▸ LINHAS DE DADOS:

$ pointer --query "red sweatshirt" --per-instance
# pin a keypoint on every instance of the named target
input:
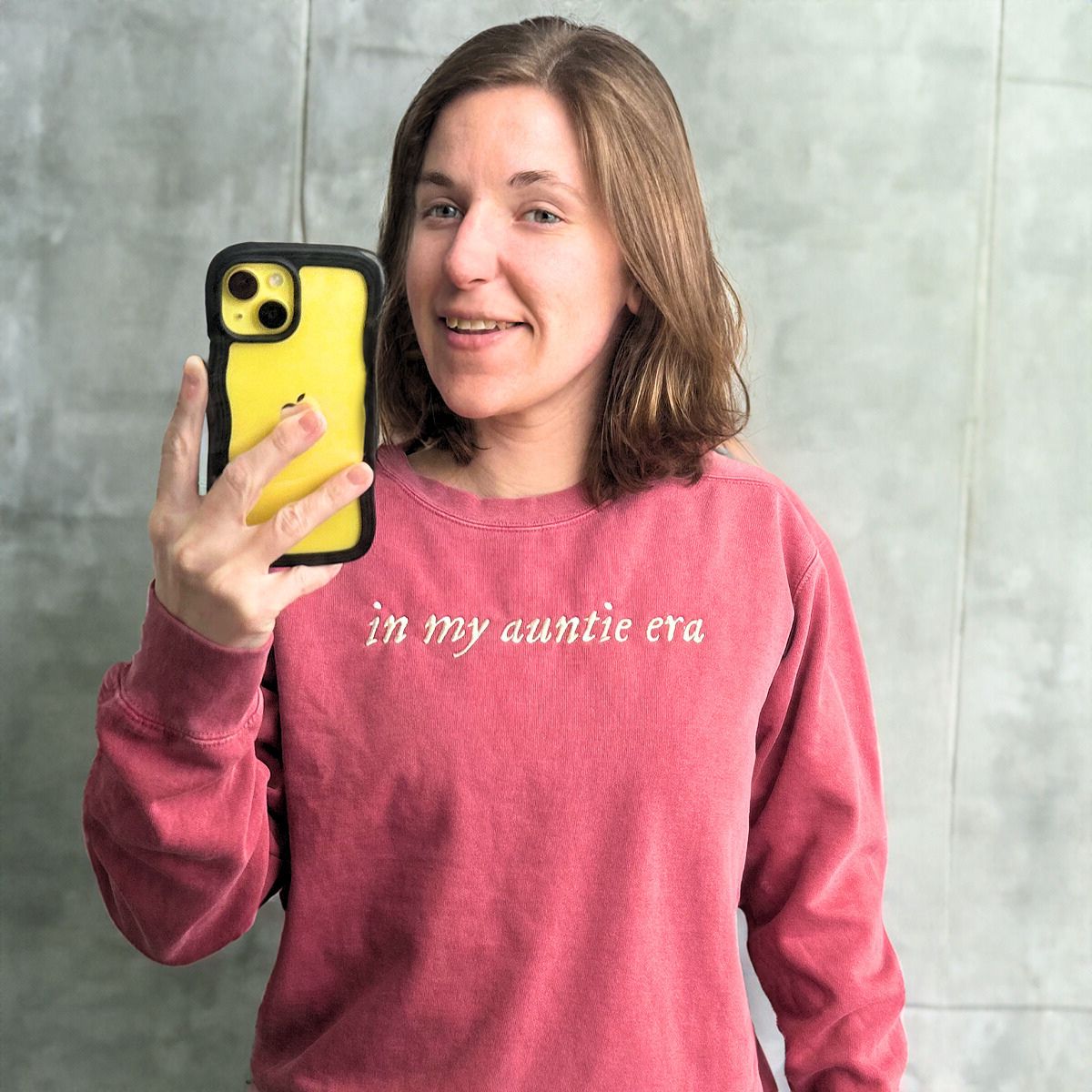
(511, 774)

...

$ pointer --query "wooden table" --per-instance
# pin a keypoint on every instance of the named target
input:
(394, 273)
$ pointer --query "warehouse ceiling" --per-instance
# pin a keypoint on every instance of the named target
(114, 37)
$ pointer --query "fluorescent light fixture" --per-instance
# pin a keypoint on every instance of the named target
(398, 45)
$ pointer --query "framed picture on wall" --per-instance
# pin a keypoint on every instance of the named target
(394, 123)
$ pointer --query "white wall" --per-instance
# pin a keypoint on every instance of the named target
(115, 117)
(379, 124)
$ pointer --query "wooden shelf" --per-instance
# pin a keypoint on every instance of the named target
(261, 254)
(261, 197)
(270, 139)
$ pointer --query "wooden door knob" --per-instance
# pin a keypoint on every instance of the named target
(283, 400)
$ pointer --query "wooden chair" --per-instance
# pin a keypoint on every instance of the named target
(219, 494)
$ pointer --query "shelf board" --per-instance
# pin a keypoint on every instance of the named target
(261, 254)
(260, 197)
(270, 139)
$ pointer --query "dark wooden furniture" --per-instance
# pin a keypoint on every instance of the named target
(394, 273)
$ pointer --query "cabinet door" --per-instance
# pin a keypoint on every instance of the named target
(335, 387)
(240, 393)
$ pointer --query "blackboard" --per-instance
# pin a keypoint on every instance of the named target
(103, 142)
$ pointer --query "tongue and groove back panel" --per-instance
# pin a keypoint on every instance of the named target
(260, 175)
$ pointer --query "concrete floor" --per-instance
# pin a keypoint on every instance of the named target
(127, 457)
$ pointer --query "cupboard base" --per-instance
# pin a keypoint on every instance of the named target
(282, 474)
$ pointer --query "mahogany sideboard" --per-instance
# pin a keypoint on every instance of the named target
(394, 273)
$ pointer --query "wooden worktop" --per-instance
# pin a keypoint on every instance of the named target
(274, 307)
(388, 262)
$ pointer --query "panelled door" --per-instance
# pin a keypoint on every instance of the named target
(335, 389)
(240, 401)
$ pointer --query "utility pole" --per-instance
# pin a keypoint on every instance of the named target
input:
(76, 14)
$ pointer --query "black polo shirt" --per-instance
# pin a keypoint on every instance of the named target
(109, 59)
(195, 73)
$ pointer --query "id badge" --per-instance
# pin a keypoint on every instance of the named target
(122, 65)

▸ O QUE SE PEDE:
Localize e copie todas as linhas acima que contêm a palavra "shelf", considerando a distinção entre maiúsculas e minúsculas.

▸ RESPOSTA AO EXERCÍCIO:
$ pointer --query "wooden shelf" --per-instance
$ pointer --query "shelf board" --per-instance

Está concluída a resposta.